> **DETTAGLI DEL COMPITO**
Nel brano su Waterhouse e i miti dell'acqua riportato sotto, elenca tutti i nomi propri che indicano un singolo individuo, reale o mitologico, nell'ordine in cui compaiono per la prima volta.

Ila e le Ninfe in un mosaico dell'ex basilica di Giunio Basso a Roma (IV sec.)

La fortuna iconografica di questi miti e la predilezione che John William Waterhouse manifesta nei loro confronti è facilmente riconducibile al senso di mistero e precarietà: sia Narciso che Ila sono due giovani innamorati e consumati dall'amore (quello per se stesso nel caso del primo, quello delle Ninfe nel secondo caso), che vengono ingannati da qualcosa di mutevole e inafferrabile come l'acqua e da essa annientati. La minaccia rappresentata dalle acque, del resto, è un motivo tipico della pittura dell'artista preraffaelita, che dedica diverse tele alle Sirene o rappresenta fanciulle (principesse celtiche, personaggi shakespeariane, ninfe o altre figure del mito) nei pressi del mare o di specchi d'acqua.

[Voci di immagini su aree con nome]
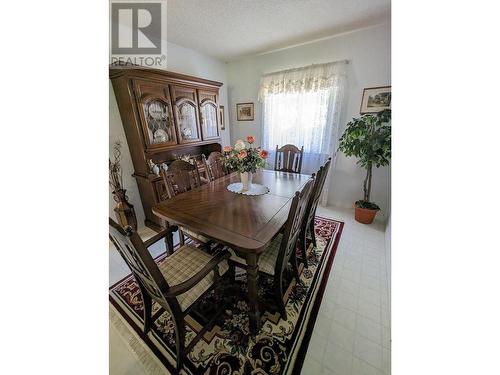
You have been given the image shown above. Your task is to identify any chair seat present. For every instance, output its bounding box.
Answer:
[158,245,229,311]
[230,233,283,276]
[180,227,210,243]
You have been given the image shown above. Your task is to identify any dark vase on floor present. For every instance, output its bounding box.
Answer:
[113,189,137,231]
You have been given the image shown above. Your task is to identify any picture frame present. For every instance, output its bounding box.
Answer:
[219,105,226,130]
[236,103,255,121]
[359,86,391,115]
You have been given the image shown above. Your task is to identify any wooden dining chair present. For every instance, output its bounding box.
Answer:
[109,218,234,371]
[230,179,313,320]
[274,145,304,173]
[204,151,229,181]
[299,158,332,268]
[161,160,210,245]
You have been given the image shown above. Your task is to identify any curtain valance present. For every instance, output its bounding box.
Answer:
[259,60,347,101]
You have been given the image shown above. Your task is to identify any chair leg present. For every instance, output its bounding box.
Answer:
[290,254,300,282]
[179,228,184,246]
[142,293,153,334]
[174,317,186,374]
[139,283,153,334]
[299,228,309,268]
[309,222,317,247]
[274,275,287,320]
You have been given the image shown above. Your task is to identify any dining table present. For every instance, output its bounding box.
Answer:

> **ESERCIZIO SVOLTO**
Ila, Giunio Basso, John William Waterhouse, Narciso.